_QUOTED TEXT:_
-- begin --

On the way, we passed lots of very full camping grounds and we suddenly realised that we might have made a mistake coming to such a popular holiday destination at a peak time. 

Road to Jajce
Our worst fears were realised when we pulled into our camp to discover they would not let us in because it was absolutely full, and everyone was jam-packed in like sardines! 

Not good!

It was extremely hot so we parked up to decide what to do. 

Jajce camp
After a lot of thought, looking at maps etc, we decided that the Croatian coast in August was not the place we wanted to be as it would not be relaxing. 

So reluctantly, we turned inland to go back to Bosnia and the humid rainy weather.

Jajce-Pliva Lake watermills
Rather than drive over the mountains again in the rain at night, we overnighted in a hotel car park by a river in a little Croatian town called Trilj.

Next day, we drove the misty mountains into Jajce, a small Bosnian town with a waterfall, lakes and our next camp site. 

Unfortunately, there had been rain for ten days and most of the camp was under water.

Jajce camp Bosanski Lonac
Feeling that the weather fairy had deserted us, we picked the driest spot and parked, grateful to be off the road.

A few hours later a little white van hove into view and it was our English friends, Simon and April again! 

It was lovely to see them, and as the rain had stopped we all walked around the lake to a local restaurant for dinner and had a lovely evening. 
Jajce waterfall

It rained again in the night and the next day they headed off to Croatia seeking sun.

We wished them farewell and good luck in finding a camping spot! We stayed in Jajce.

We endured a bit more rain and cooler weather, then it fined up and the days became full of sun and very warm. 

Jajce fortress
This gave us a chance to relax as well doing stuff to get Vanni ready for sale, like washing all the curtains – a big job but boy did they look good afterwards!

We bought a few essentials at the local store to keep us going, including a bottle of local white wine.

-- end --

_LISTED ENTRIES:_
-- begin --

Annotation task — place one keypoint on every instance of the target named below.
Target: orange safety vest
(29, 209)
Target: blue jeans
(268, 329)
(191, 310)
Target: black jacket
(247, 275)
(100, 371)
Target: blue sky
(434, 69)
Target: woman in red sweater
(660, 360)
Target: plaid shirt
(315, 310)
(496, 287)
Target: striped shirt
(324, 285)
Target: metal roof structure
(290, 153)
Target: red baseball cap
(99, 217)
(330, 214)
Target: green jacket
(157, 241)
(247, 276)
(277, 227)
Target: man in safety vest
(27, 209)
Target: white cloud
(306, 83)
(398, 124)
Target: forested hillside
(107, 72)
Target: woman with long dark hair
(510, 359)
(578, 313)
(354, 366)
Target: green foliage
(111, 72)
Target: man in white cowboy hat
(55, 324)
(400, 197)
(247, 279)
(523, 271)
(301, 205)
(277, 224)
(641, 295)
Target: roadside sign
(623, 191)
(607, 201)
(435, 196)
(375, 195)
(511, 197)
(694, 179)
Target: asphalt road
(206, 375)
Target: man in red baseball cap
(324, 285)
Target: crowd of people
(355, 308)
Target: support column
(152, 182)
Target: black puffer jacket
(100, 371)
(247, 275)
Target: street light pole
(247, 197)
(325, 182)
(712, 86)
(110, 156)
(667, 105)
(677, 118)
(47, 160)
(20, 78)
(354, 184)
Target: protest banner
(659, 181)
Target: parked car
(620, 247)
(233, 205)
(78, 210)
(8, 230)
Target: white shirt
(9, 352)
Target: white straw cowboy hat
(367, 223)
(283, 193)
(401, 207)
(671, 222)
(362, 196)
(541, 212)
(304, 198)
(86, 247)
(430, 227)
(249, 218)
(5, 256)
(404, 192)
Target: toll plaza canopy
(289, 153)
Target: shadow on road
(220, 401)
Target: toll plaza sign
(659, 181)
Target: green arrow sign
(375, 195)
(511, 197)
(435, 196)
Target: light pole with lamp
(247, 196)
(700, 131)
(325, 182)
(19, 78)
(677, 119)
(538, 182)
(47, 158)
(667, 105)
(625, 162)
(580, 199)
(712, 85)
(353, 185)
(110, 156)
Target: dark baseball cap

-- end --
-- begin --

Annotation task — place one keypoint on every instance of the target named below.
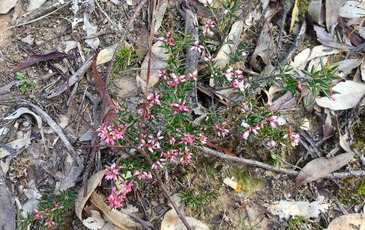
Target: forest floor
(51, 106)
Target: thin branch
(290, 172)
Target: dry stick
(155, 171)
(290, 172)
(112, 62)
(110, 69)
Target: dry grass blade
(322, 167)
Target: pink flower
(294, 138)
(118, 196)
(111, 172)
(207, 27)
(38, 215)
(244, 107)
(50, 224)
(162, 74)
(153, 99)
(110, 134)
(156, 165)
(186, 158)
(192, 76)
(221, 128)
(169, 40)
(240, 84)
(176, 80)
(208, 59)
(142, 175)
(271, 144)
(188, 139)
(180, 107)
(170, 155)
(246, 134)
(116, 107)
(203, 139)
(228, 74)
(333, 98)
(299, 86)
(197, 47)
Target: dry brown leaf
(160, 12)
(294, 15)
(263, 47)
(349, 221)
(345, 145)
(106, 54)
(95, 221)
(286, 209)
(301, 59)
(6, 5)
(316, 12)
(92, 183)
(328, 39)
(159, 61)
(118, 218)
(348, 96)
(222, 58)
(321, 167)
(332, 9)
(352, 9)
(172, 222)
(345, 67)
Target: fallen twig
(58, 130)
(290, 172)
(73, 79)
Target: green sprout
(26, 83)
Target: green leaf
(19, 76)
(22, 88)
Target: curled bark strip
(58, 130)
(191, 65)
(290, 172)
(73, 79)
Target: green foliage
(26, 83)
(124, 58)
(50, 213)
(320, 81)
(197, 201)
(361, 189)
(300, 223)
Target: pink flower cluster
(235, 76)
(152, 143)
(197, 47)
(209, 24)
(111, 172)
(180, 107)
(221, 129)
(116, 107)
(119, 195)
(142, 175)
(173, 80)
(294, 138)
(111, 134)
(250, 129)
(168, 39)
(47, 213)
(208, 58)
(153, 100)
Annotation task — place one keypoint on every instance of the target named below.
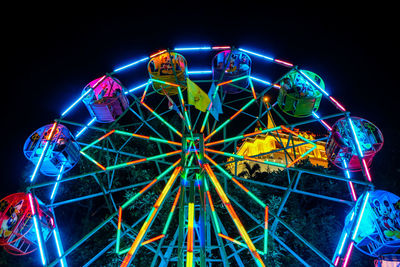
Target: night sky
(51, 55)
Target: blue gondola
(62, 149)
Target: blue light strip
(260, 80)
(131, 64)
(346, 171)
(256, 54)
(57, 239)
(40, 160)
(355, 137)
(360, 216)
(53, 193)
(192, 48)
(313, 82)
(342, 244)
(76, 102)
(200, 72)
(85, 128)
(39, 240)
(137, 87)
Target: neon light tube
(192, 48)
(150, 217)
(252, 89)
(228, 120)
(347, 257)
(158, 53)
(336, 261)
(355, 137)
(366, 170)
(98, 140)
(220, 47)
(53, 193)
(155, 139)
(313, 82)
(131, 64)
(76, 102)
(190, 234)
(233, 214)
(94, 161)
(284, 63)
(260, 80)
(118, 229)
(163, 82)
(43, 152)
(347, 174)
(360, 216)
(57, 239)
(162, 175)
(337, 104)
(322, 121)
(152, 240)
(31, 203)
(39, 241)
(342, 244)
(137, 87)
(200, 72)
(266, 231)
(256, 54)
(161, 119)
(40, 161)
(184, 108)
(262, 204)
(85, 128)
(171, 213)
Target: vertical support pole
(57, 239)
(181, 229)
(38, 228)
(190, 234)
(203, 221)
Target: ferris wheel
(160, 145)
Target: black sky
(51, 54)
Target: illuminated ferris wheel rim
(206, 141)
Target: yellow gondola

-- end --
-- begin --

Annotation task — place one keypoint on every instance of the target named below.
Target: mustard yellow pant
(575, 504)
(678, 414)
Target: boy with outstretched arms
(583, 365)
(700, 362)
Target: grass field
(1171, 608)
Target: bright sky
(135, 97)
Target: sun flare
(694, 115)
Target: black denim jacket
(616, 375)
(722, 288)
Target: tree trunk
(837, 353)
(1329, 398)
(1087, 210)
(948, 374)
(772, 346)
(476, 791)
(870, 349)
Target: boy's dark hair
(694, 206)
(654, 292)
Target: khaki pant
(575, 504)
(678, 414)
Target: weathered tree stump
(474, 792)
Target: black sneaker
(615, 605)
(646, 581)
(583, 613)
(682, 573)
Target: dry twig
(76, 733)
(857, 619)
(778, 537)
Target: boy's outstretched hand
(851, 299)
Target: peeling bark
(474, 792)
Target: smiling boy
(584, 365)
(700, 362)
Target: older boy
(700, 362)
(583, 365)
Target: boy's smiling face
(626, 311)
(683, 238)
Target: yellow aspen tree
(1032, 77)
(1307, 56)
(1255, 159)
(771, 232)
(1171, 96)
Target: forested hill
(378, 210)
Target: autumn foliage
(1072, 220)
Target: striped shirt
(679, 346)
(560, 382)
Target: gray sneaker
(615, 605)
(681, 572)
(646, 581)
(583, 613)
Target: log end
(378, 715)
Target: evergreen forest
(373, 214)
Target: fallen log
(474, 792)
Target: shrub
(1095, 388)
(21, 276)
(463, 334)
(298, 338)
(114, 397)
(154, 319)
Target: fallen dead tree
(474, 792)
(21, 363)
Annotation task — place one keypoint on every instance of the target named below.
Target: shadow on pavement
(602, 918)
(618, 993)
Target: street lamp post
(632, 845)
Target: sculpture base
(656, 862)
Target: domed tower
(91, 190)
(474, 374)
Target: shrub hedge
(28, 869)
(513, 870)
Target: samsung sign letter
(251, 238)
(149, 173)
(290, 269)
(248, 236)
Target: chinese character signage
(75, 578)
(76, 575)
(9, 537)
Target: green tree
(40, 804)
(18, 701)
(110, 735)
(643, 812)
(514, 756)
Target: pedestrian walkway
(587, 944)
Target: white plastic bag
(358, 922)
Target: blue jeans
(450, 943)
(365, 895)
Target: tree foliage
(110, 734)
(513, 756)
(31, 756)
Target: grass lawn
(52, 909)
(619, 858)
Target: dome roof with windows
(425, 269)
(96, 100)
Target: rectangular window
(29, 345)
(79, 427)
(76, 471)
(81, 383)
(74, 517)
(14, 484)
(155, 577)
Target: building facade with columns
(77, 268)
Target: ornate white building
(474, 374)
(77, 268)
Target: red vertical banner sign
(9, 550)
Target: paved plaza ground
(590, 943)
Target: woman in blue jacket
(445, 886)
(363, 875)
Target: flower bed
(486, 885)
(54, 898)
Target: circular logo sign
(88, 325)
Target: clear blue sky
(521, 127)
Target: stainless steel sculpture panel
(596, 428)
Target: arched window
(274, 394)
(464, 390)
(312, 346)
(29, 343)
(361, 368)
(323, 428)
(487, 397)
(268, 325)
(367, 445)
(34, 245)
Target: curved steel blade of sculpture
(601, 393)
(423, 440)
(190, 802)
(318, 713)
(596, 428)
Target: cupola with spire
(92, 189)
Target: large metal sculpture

-- end --

_GIVEN TASK:_
Answer these questions from the travel account above.
1. In which Croatian town did the travelers spend the night in a hotel car park?
2. For how many days had it been raining before they reached the Jajce camp?
3. What task does the account name as part of getting Vanni ready for sale?

_SOLUTION FOR THIS TASK:_
1. Trilj
2. Ten days
3. Washing all the curtains